> **DOCUMENTS FOURNIS**:
•••••

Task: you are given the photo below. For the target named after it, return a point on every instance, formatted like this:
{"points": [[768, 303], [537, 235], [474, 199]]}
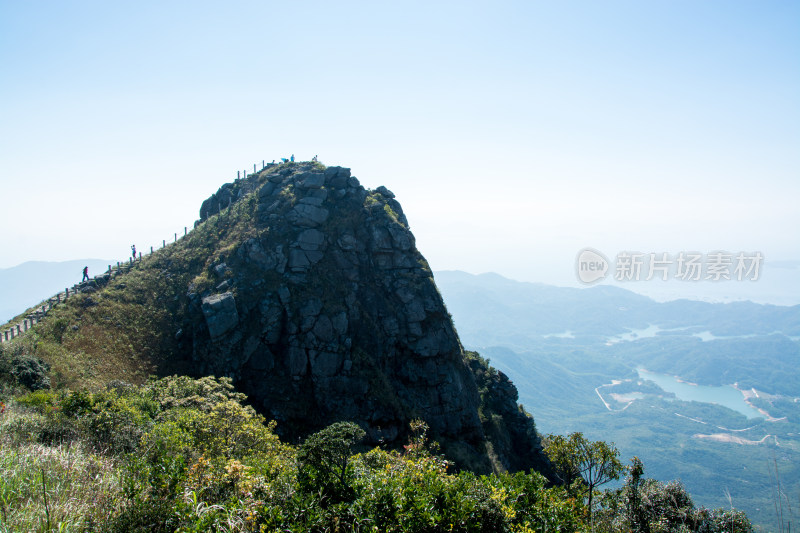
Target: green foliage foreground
{"points": [[181, 454]]}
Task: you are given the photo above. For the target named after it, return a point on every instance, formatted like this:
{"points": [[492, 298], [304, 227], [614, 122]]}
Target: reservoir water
{"points": [[726, 396]]}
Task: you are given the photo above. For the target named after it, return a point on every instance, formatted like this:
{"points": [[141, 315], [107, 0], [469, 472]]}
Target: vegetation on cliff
{"points": [[182, 454]]}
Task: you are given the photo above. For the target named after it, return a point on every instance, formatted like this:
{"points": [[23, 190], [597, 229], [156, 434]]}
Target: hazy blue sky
{"points": [[513, 133]]}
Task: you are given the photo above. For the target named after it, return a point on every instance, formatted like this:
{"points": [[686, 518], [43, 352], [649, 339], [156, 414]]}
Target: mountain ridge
{"points": [[308, 291]]}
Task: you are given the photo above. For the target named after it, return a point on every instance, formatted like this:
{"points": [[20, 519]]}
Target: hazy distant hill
{"points": [[490, 309], [573, 355], [29, 283]]}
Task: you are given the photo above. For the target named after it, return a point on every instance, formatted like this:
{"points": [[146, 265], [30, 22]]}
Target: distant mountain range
{"points": [[577, 358], [25, 285]]}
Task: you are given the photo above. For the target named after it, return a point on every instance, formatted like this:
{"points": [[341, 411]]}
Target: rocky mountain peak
{"points": [[313, 297]]}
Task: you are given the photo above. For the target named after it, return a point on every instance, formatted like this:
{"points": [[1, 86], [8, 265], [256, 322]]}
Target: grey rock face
{"points": [[332, 312], [220, 314]]}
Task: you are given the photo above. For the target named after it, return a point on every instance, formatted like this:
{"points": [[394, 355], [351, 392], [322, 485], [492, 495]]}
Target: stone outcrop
{"points": [[324, 310]]}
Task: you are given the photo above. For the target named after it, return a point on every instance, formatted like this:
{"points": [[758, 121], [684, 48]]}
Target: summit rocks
{"points": [[316, 301]]}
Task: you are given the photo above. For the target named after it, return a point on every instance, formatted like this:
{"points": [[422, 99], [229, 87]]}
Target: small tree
{"points": [[324, 460], [576, 459]]}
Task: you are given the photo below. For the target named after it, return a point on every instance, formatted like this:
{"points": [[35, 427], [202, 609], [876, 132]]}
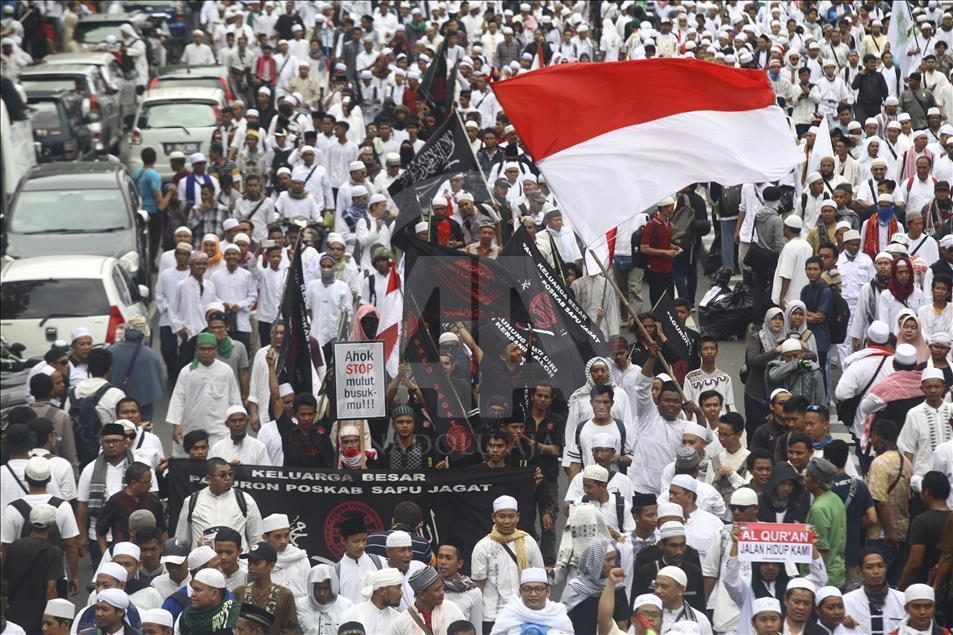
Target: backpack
{"points": [[621, 427], [86, 422], [25, 508], [839, 318], [638, 259]]}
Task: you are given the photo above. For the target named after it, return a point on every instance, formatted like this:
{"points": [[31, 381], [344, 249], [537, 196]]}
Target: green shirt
{"points": [[829, 516]]}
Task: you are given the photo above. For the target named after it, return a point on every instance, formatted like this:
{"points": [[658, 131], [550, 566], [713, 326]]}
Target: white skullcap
{"points": [[940, 337], [159, 617], [916, 592], [604, 440], [114, 597], [764, 605], [701, 432], [398, 539], [200, 556], [666, 510], [826, 592], [744, 497], [236, 409], [210, 577], [779, 391], [905, 354], [675, 574], [505, 502], [127, 549], [275, 522], [646, 599], [596, 472], [671, 529], [685, 482], [534, 574], [113, 570], [801, 583], [448, 338], [793, 221], [300, 173], [63, 609]]}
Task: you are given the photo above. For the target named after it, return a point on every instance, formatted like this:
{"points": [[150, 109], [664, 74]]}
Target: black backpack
{"points": [[839, 318], [25, 508], [638, 259], [86, 423]]}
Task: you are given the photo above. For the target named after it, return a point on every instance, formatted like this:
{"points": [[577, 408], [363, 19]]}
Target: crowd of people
{"points": [[849, 259]]}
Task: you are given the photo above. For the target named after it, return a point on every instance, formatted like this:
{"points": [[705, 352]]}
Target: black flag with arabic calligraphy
{"points": [[516, 299], [447, 153]]}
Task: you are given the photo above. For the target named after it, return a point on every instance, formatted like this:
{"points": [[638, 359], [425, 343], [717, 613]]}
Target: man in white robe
{"points": [[382, 593], [204, 391]]}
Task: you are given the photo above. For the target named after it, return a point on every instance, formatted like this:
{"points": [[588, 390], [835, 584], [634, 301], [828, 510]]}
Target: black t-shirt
{"points": [[926, 530], [311, 450], [28, 566], [550, 431]]}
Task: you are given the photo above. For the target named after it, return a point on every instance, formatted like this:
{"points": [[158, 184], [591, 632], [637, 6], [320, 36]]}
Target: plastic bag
{"points": [[727, 314]]}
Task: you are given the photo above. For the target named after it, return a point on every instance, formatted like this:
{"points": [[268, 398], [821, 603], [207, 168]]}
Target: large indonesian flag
{"points": [[614, 138]]}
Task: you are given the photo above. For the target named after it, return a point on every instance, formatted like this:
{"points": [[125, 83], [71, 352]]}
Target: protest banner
{"points": [[456, 503], [775, 542], [359, 383]]}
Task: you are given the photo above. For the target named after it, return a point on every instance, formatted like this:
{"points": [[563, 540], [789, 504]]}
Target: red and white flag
{"points": [[612, 139], [392, 311]]}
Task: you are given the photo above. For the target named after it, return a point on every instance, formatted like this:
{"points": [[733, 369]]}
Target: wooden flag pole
{"points": [[638, 322]]}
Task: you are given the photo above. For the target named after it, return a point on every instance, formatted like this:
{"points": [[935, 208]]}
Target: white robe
{"points": [[201, 397]]}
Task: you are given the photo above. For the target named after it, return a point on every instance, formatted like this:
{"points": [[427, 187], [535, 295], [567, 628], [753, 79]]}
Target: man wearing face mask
{"points": [[329, 304]]}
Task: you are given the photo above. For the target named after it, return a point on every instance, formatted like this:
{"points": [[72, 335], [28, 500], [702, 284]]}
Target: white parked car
{"points": [[173, 119], [42, 299]]}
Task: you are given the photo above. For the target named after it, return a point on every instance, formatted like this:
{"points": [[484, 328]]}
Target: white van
{"points": [[18, 152], [171, 119]]}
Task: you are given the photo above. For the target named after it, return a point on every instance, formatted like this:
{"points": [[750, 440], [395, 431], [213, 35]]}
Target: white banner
{"points": [[359, 380]]}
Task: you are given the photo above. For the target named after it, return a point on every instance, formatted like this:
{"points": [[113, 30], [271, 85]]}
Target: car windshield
{"points": [[51, 83], [46, 116], [95, 32], [177, 114], [180, 80], [40, 299], [61, 211]]}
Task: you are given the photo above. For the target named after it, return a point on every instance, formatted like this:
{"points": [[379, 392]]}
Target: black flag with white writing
{"points": [[299, 351]]}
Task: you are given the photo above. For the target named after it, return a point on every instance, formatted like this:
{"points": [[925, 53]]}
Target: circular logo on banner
{"points": [[458, 438], [332, 535], [541, 310], [460, 276]]}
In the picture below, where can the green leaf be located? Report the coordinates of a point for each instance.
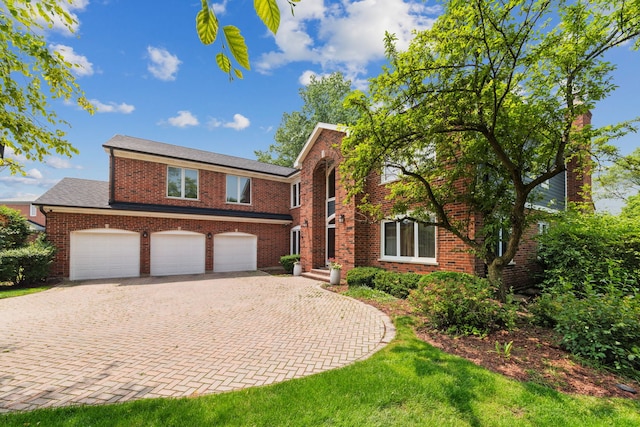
(206, 24)
(269, 12)
(223, 62)
(237, 46)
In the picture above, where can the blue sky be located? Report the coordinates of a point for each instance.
(143, 67)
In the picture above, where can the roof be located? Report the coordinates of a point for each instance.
(312, 140)
(75, 192)
(145, 146)
(89, 194)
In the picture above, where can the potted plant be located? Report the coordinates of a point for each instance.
(335, 271)
(297, 268)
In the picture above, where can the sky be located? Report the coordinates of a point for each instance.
(142, 66)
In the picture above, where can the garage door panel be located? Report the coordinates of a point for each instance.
(176, 252)
(235, 252)
(103, 254)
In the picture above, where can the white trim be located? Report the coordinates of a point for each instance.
(190, 164)
(114, 212)
(312, 140)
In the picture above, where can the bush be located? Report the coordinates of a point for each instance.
(26, 265)
(594, 250)
(362, 276)
(602, 327)
(14, 229)
(287, 262)
(461, 303)
(396, 284)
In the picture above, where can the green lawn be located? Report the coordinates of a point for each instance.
(408, 383)
(9, 291)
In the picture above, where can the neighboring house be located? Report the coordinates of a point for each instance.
(30, 211)
(173, 210)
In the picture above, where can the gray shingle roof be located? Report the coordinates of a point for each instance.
(83, 193)
(146, 146)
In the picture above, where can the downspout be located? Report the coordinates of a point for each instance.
(112, 177)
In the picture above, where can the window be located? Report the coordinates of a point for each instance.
(182, 183)
(408, 241)
(238, 189)
(295, 240)
(295, 194)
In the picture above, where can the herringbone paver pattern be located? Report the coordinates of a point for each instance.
(112, 341)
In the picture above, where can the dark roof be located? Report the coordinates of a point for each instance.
(145, 146)
(74, 192)
(84, 193)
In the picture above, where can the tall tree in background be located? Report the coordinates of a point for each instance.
(30, 75)
(494, 89)
(323, 102)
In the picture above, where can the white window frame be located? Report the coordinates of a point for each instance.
(295, 194)
(183, 183)
(238, 190)
(408, 259)
(295, 240)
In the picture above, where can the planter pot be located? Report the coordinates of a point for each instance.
(297, 269)
(334, 276)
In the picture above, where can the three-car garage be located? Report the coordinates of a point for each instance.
(112, 253)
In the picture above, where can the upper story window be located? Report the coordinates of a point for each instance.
(238, 189)
(182, 183)
(408, 241)
(295, 194)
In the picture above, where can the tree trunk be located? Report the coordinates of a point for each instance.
(495, 278)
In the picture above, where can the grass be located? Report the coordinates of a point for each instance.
(408, 383)
(10, 291)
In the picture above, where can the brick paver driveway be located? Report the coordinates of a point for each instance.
(111, 341)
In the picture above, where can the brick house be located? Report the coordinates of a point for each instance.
(175, 210)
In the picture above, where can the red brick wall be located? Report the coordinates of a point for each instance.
(273, 239)
(138, 181)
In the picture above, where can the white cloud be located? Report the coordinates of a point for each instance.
(346, 35)
(112, 107)
(183, 119)
(35, 173)
(239, 122)
(164, 65)
(80, 64)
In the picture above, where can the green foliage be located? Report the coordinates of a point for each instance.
(493, 88)
(362, 276)
(14, 229)
(595, 250)
(603, 328)
(26, 265)
(28, 67)
(322, 102)
(207, 26)
(287, 262)
(462, 304)
(396, 284)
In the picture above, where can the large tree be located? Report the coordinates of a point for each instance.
(31, 74)
(494, 89)
(323, 101)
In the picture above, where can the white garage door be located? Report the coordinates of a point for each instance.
(235, 252)
(104, 253)
(177, 252)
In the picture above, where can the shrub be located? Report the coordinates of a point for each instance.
(602, 327)
(396, 284)
(14, 229)
(594, 250)
(461, 303)
(362, 276)
(26, 265)
(287, 262)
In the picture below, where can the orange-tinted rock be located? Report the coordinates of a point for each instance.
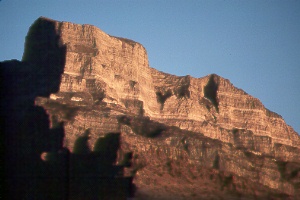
(196, 123)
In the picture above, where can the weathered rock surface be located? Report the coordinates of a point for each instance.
(188, 131)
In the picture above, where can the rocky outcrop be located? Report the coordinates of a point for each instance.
(196, 131)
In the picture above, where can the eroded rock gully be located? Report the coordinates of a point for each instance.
(192, 138)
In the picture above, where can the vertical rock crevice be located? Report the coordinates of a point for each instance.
(210, 91)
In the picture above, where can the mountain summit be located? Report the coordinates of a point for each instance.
(192, 138)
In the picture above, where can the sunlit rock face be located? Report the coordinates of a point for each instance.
(174, 124)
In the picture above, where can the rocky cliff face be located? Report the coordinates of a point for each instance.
(199, 131)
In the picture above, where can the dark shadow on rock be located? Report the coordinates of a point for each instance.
(37, 166)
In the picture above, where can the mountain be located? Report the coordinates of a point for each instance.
(191, 138)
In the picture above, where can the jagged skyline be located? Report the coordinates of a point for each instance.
(254, 44)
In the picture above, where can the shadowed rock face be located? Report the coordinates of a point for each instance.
(192, 137)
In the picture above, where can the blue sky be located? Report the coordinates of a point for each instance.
(254, 44)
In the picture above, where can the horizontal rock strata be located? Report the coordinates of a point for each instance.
(189, 122)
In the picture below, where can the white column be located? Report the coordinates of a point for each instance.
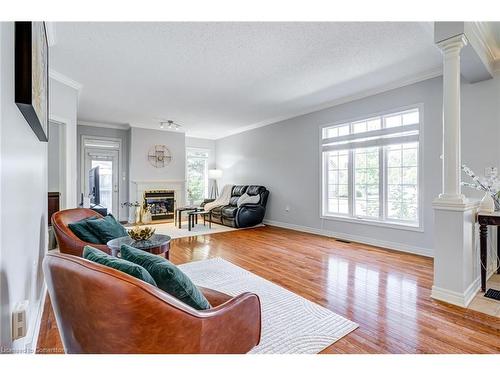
(451, 118)
(455, 272)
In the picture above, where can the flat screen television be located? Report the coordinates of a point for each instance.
(94, 191)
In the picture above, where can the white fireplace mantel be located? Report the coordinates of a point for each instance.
(138, 187)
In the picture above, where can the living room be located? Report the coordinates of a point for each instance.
(287, 187)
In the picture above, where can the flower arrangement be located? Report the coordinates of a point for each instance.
(489, 184)
(141, 233)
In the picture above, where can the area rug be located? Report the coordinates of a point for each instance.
(174, 232)
(290, 323)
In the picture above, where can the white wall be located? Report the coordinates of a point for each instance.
(63, 109)
(23, 203)
(141, 140)
(285, 158)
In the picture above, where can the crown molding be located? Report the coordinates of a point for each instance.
(346, 99)
(486, 39)
(104, 125)
(65, 80)
(50, 28)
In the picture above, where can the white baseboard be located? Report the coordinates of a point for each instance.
(32, 337)
(456, 298)
(356, 238)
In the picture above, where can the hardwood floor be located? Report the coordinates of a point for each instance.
(386, 292)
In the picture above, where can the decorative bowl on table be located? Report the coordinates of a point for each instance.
(141, 234)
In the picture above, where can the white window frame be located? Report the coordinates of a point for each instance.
(207, 167)
(392, 223)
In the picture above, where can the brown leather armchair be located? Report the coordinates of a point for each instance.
(101, 310)
(67, 241)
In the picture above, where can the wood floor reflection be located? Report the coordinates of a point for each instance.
(386, 292)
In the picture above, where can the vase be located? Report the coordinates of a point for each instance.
(487, 204)
(138, 215)
(131, 215)
(146, 217)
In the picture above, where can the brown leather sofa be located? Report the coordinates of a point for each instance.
(101, 310)
(67, 241)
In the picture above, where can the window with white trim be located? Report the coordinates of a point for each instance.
(196, 175)
(370, 168)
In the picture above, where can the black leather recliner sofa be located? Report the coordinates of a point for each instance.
(247, 215)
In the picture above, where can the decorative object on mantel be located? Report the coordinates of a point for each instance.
(141, 233)
(159, 156)
(489, 184)
(214, 174)
(146, 217)
(134, 216)
(32, 76)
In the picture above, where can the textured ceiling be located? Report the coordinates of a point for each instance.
(218, 78)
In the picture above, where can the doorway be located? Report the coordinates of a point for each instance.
(103, 153)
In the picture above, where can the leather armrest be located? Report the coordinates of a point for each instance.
(240, 318)
(214, 297)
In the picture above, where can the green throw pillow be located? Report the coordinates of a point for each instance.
(168, 277)
(82, 230)
(107, 228)
(125, 266)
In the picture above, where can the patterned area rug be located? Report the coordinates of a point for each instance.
(290, 323)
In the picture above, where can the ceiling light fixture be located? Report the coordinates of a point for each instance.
(170, 125)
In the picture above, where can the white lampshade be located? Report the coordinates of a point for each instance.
(214, 174)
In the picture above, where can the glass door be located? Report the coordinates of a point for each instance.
(107, 161)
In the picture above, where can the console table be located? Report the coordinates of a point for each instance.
(485, 219)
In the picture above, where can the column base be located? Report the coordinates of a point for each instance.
(455, 259)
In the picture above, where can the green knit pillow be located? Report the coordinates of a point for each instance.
(82, 230)
(125, 266)
(168, 277)
(107, 228)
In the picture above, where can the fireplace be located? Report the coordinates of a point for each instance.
(161, 203)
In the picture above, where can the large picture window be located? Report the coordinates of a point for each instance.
(370, 168)
(197, 175)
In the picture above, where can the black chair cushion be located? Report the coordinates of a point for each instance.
(229, 211)
(255, 189)
(233, 201)
(216, 211)
(238, 190)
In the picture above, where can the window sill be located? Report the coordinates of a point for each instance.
(385, 224)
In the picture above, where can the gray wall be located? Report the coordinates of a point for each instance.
(285, 158)
(54, 157)
(63, 108)
(124, 135)
(23, 204)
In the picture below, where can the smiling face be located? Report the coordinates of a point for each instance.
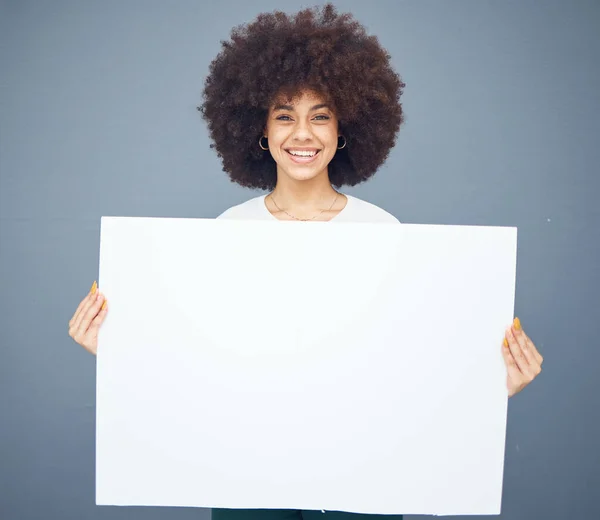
(302, 135)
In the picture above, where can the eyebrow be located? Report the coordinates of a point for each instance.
(291, 108)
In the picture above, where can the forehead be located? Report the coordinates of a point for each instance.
(301, 99)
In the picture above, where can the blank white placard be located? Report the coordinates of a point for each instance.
(265, 364)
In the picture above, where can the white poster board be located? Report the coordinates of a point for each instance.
(265, 364)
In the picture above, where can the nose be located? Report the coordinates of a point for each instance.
(302, 131)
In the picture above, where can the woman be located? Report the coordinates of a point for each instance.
(300, 106)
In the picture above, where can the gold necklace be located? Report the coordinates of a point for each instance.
(305, 219)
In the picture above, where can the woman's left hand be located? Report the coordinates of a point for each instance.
(523, 361)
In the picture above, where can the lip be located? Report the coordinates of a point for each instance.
(303, 160)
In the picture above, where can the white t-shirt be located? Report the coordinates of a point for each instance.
(356, 210)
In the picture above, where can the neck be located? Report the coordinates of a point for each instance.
(312, 193)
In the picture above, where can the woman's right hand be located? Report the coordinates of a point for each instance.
(88, 317)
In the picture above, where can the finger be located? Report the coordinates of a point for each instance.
(521, 339)
(517, 352)
(512, 370)
(87, 318)
(95, 326)
(531, 346)
(87, 304)
(90, 296)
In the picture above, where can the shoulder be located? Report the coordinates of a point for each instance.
(358, 210)
(251, 209)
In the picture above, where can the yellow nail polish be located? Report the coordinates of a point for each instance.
(517, 323)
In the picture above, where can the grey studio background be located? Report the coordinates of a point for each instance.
(98, 118)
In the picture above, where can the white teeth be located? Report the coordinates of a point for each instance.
(302, 153)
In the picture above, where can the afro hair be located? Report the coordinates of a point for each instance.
(279, 54)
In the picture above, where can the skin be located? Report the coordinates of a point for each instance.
(303, 190)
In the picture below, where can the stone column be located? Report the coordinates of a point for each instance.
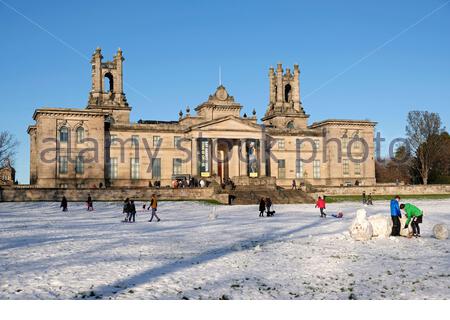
(214, 157)
(194, 157)
(233, 167)
(262, 158)
(280, 88)
(243, 158)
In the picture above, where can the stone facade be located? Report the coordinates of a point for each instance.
(99, 145)
(7, 175)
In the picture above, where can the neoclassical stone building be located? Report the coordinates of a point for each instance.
(99, 145)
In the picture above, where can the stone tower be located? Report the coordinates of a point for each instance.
(107, 87)
(285, 108)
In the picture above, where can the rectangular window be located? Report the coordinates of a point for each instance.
(316, 169)
(113, 168)
(176, 141)
(135, 168)
(113, 139)
(317, 144)
(299, 167)
(63, 165)
(357, 168)
(344, 144)
(79, 167)
(177, 166)
(134, 140)
(156, 141)
(156, 168)
(345, 167)
(281, 169)
(281, 145)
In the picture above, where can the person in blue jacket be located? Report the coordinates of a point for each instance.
(395, 215)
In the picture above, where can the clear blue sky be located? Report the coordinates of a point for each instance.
(173, 50)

•••••

> **CONSIGNE DONNÉE**: Recopiez intégralement, s'il vous plaît, les lignes des entrées comprises entre celle qui contient « In the picture above, where can the neoclassical » et la fin des entrées, bornes incluses, en ajoutant 76 à chaque coordonnée des réponses.

> **RÉPONSE COMPLÈTE**:
In the picture above, where can the neoclassical stone building be located? Report the coordinates of a point for each instance.
(175, 221)
In the picture above, where can the stone tower be located? Report the coordinates of a point for each instance.
(183, 163)
(361, 184)
In the picture above, where can the rectangular window be located? Report the coordinates of a point for each instance.
(392, 245)
(189, 244)
(252, 217)
(211, 244)
(189, 215)
(393, 220)
(375, 243)
(139, 241)
(433, 244)
(420, 220)
(155, 243)
(253, 242)
(210, 216)
(232, 217)
(232, 244)
(421, 243)
(357, 245)
(357, 221)
In the picture above, where can the person in blue jacket be located? Report the coordinates of a point for each instance.
(471, 291)
In the picture above, where can the clear blue sky be located? Report the coordinates of a point for each instance.
(249, 126)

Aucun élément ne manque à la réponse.